╭─ Text

Horror as a genre evokes numerous feelings, some positive, some ill. For many, the horror film or novel is a great way to pass the time and enjoy a good thrill; for others, they embody the very fears that lurk within their souls. Whether you fancy yourself a horror aficionado or not, one thing is clear: horror sells. So much in fact that the market has become saturated with cheap, quick-to-produce material that often leans heavily into jump scares while minimizing the suspense of atmospheric terror – the philosophy of the setting as the mood enhancer. Many film buffs lament the state of modern horror, and though some sterling examples do remain of decent horror out there, few films evoke the passionate apologists like yesteryear’s films do.

In its purest form, horror goes far deeper than causing us to jump in our seats after being startled, or grossing us out with “gore porn” and grisly special effects. Classic horror evokes much deeper emotion than such superficial charms, and no director understood this principle better than the late, great George A. Romero. Known worldwide as “the King of the Zombie Film”, Romero’s work could easily have been passed off as reticent examples of the aforementioned gore porn genre – although make no mistake, special effects artist Tom Savini certainly put his expertise to good use in the second and third films of Romero’s “holy trinity” of zombie films.

Yet Romero managed to turn his otherwise-low budget horror films into something more than the sum of their (bloody) parts. Tapping into the cultural zeitgeist of the time in which he wrote the screenplays, Romero turned 1968’s Night of the Living Dead and 1985’s Day of the Dead into societal capstones, engineering horror masterpieces that still stand up today. But among his trilogy of “Dead” films, no film grips or punches quite as hard at the subconscious mind like 1978’s Dawn of the Dead. Those that have seen the admittedly admirable love-letter 2004 remake starring Ving Rhames and Sarah Polley already have a basic understanding of the plot, but to understand the commentary Romero offers us through the film requires a deeper dive.

In the beginning of the film, the world has gone to hell. The United States is several weeks into the midst of an unexplained epidemic where the bodies of the recently-deceased come back to life and begin attacking the living – the common zombie film trope. In Philadelphia, WGON news producer Fran Parker is in the midst of a chaotic emergency broadcast attempting to relay information to the public while her boyfriend (and father of her unborn child), helicopter traffic reporter Stephen Andrews encourages her to flee with him in the helicopter. Joining them are two SWAT team officers, friends Peter Washington and Roger DeMarco who are simultaneously shown taking part in a raid on a local tenement whose occupants were refusing to turn over their dead to the National Guard.

╰─
╭─ Excerpted records

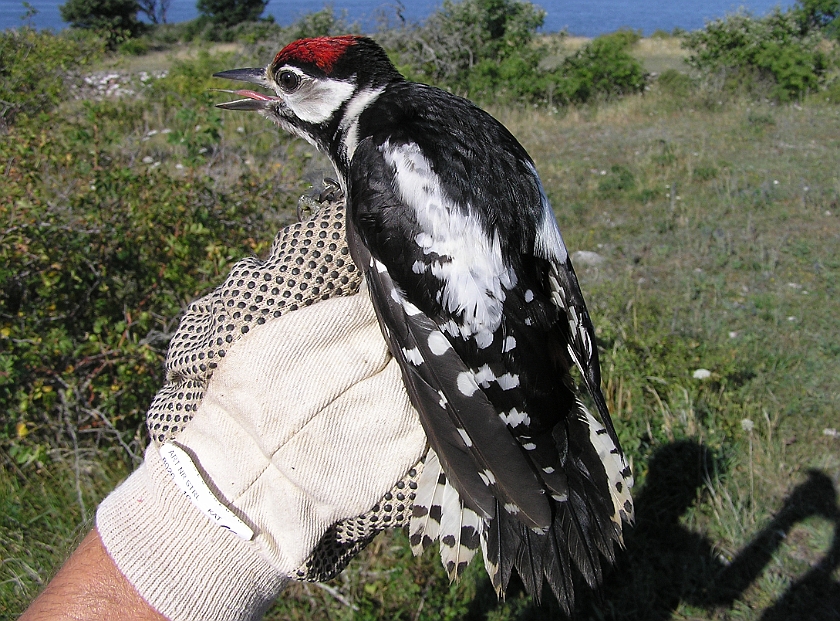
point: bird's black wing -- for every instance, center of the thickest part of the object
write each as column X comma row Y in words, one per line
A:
column 479, row 455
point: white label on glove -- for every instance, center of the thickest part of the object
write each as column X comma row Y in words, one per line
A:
column 182, row 470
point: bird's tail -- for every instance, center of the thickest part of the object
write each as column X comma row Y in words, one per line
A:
column 584, row 530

╰─

What comes next in the piece on George A. Romero's Dawn of the Dead? Write the continuation from the point where it stops.

Final result =>
The competing scenes in the first thirty minutes establish the paradigm of the film: social conventions and order are breaking down, and people are beginning to fend for themselves. The four protagonists flee via helicopter to an abandoned mall outside of Pittsburgh that has been overrun by the living dead, forcing them to shelter in place. At great cost, the four manage to fortify the mall and turn it into their own luxurious palace, allowing them a chance to embrace their hedonistic desires in a free-for-all in the mall’s still-full shops and stores. Over time however, as society outside the mall withers away and only the dead are left for company, their avaricious palace becomes their prison, dooming them to the constraints of greed when others attempt to raid their shelter and take the mall for themselves, letting the armies of the undead march onto the raiders and the protagonists en masse.

The film is beautifully shot, capturing the late-‘70s horror aesthetic that makes so many films from that era staples of the genre: atmospheric, tense direction and cloyingly intimate sense of dread illuminate every frame of the film while the dead lurk in the shadows. There’s action, there’s vivid special effects, but none of these factors elevate Dawn of the Dead to legendary film status on their own. The film serves as a lens through which people could view themselves, a consumer culture bent on the easy life, asking us then to explore what would happen to our civility if the façade of society was stripped away. Romero’s model for the movie came from witnessing shoppers lazily shambling around a mall one afternoon, mimicking in part the look of his legendary undead menaces.

So stark are the film’s messages that modern audiences may be shocked to find so many relevant topics that resonate today: abortion, consumerism, mistrust of authority, racial prejudices. Even the presentation of the four main characters reflects different social issues that we still grapple with: Fran attempting to assert herself amongst three men, Peter’s stoicism in the face of a changing world, Roger’s cowboy mentality and Stephen’s fragile masculinity. It is that bleak, dystopian view of a society gone to Hell that truly lifts the film into classic territory.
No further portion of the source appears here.